WHAT THE EXERCISE ASKS
The records that follow must be repeated exactly as they stand.
Start of RECORDS FOR THE TASK
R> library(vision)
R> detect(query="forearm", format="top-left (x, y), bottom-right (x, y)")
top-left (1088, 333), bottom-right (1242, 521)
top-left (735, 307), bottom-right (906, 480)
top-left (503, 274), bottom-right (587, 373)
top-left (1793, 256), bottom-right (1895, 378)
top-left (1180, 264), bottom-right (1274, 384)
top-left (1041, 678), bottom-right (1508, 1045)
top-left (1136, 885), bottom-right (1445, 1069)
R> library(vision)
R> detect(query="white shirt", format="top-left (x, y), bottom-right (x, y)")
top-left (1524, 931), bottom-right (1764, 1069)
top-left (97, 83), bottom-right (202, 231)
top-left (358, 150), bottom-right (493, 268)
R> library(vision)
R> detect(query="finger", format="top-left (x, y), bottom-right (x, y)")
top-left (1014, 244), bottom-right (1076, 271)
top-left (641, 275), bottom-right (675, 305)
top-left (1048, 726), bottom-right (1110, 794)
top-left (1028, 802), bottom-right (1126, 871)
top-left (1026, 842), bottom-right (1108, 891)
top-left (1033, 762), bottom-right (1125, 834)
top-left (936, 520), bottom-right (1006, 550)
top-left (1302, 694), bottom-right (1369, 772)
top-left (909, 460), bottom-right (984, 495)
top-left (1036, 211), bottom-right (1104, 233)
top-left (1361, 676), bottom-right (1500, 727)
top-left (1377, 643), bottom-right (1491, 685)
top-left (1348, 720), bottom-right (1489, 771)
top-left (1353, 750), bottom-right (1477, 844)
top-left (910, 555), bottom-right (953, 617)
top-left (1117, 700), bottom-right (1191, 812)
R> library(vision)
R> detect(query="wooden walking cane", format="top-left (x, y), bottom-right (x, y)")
End of RECORDS FOR THE TASK
WRITTEN REPLY
R> library(vision)
R> detect(query="forearm", format="top-left (x, y), bottom-right (x, y)")
top-left (1088, 333), bottom-right (1242, 521)
top-left (735, 307), bottom-right (906, 480)
top-left (503, 274), bottom-right (587, 373)
top-left (1793, 256), bottom-right (1895, 378)
top-left (1180, 264), bottom-right (1274, 384)
top-left (1041, 678), bottom-right (1508, 1045)
top-left (1136, 885), bottom-right (1445, 1069)
R> library(vision)
R> detect(query="white shirt", format="top-left (x, y), bottom-right (x, y)")
top-left (1524, 931), bottom-right (1764, 1069)
top-left (97, 83), bottom-right (202, 231)
top-left (358, 150), bottom-right (493, 268)
R> library(vision)
R> detect(query="finger", format="top-left (x, y), bottom-right (x, y)")
top-left (1014, 244), bottom-right (1076, 271)
top-left (641, 275), bottom-right (675, 305)
top-left (1048, 726), bottom-right (1110, 794)
top-left (1028, 802), bottom-right (1126, 871)
top-left (1026, 842), bottom-right (1108, 891)
top-left (1033, 762), bottom-right (1125, 834)
top-left (936, 520), bottom-right (1006, 550)
top-left (1302, 694), bottom-right (1369, 772)
top-left (909, 460), bottom-right (984, 495)
top-left (1036, 211), bottom-right (1104, 233)
top-left (1361, 676), bottom-right (1500, 727)
top-left (1377, 643), bottom-right (1491, 685)
top-left (1348, 720), bottom-right (1489, 771)
top-left (1353, 750), bottom-right (1477, 844)
top-left (910, 555), bottom-right (953, 617)
top-left (1117, 700), bottom-right (1191, 812)
R> library(vision)
R> detect(query="wooden walking cane", format="top-left (x, y), bottom-right (x, y)")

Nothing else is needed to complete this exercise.